→ OBJECTIVE 1
Find every line in the entries below that contains the word "polygon", treating uppercase and lowercase as distinct, and copy each such line.
───── TEXT PROVIDED
Arguably, things have gotten worse since then. Will the Self just give up on us? Are we just an experiment which might, in fact, fail?
Personally, I take
great encouragement from recent advances in quantum theory. These physicist and other theorists seem to
be a bridge between science – which is widely acknowledged as knowing the truth
about everything – and mystical insight, inherited from spiritual leaders of
the past as well as Jung and other pioneers of depth psychology. How might this shift in consciousness be
described using the vocabulary of quantum physics?
Amit Goswami,
professor of physics at the Institute of Theoretical Sciences at University of
Oregon, has proposed one approach in his book The Self Aware Universe: How Consciousness Creates the Material
World. Goswami’s basic premise is
that we have come to the end of the time where we believe that matter is the
primary stuff of creation. That’s the
equivalent of the belief that the world is flat – it may seem obvious to those
who are wrapped up in conventional thinking, but it is frankly just wrong and
limiting. Instead, consciousness is the
true foundation of all we know and perceive.
Through consciousness, certain possibilities become manifest – collapse
into reality, to use a phrase from quantum theory. Alter consciousness, and a different reality will manifest. What would happen to human consciousness if
a sizeable number of us truly experienced reality in this new way – if we
realized that every problem we encounter in the outer world could be changed
through an alteration of conscious.
──────────
───── RECORDS FOR THE TASK
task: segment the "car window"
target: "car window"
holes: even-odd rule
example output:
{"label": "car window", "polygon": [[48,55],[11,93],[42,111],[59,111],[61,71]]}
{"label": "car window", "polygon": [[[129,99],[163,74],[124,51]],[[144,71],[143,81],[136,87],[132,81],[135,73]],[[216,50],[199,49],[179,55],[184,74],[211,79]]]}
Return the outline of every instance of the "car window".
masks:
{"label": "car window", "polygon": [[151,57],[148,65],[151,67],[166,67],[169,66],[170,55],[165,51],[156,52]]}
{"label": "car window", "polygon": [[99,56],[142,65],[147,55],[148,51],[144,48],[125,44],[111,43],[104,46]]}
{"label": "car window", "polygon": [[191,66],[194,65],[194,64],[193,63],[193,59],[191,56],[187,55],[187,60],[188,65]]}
──────────
───── RECORDS FOR THE TASK
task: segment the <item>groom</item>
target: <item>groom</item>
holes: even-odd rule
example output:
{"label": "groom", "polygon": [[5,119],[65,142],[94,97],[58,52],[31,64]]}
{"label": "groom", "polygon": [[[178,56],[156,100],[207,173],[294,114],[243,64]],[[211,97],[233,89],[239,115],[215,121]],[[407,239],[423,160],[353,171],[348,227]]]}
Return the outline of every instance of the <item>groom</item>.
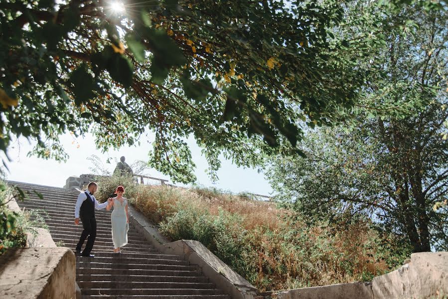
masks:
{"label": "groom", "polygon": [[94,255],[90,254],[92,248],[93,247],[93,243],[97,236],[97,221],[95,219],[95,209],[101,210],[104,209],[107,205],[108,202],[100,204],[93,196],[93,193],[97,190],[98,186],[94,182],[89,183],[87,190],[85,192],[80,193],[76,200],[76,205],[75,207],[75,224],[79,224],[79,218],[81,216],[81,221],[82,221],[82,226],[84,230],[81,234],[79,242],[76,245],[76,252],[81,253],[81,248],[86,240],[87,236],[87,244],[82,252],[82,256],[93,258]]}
──────────
→ OBJECTIVE 2
Carry on the passage about consciousness and quantum theory, picking up right after its last sentence.

→ TASK RESULT 1
{"label": "car window", "polygon": [[48,55],[11,93],[42,111],[59,111],[61,71]]}
{"label": "car window", "polygon": [[[129,99],[163,74],[124,51]],[[144,71],[143,81],[136,87],[132,81],[135,73]],[[216,50],[199,49],[179,55],[184,74],[211,79]]]}
{"label": "car window", "polygon": [[151,57],[148,65],[151,67],[166,67],[169,66],[170,55],[165,51],[156,52]]}
{"label": "car window", "polygon": [[99,56],[142,65],[147,55],[148,51],[144,48],[125,44],[111,43],[104,46]]}
{"label": "car window", "polygon": [[191,66],[194,65],[194,64],[193,63],[193,59],[191,56],[187,55],[187,60],[188,65]]}
{"label": "groom", "polygon": [[5,119],[65,142],[94,97],[58,52],[31,64]]}
{"label": "groom", "polygon": [[[178,56],[156,100],[207,173],[294,114],[243,64]],[[211,97],[233,89],[239,115],[215,121]],[[407,239],[423,160],[353,171],[348,227]]]}
{"label": "groom", "polygon": [[94,255],[90,254],[92,248],[93,247],[93,243],[97,236],[97,221],[95,219],[95,209],[101,210],[104,209],[107,205],[108,202],[100,204],[93,196],[93,193],[97,190],[98,186],[94,182],[89,183],[87,190],[85,192],[80,193],[76,200],[76,205],[75,207],[75,224],[79,224],[79,218],[81,216],[81,221],[82,221],[82,226],[84,230],[81,234],[79,242],[76,245],[76,252],[81,253],[81,248],[86,240],[87,236],[87,244],[82,252],[82,256],[93,258]]}

→ TASK RESULT 2
Some have speculated
that the precipitating event for this shift in conscious will need to be
something monumental, truly a do or die situation. Perhaps it will occur when we face our own extinction – at that
moment before the nuclear weapons are released, or just before the asteroid
strikes the earth. Will it take
something that death-defying to shake humanity out of its sleep?
I would like to end
with a quote from Edward Edinger:
In
the study of one's personal life history—going back through the traumas of
early experience that make up so much of our personal complexes—shallow
answers to these questions may be found. And if that method suffices to provide
sufficient meaning that heals, so be it. But often it does not; and one must go
deeper. It is then that one may come eventually to the Self, the paradoxical
God-image that Jung discusses so fully in Answer to Jo&. The experiences one has in that encounter, the
knowledge that one gains in the process, is what Jung means by "gnosis of
the Divine." And when that is achieved, the neurosis is finally healed.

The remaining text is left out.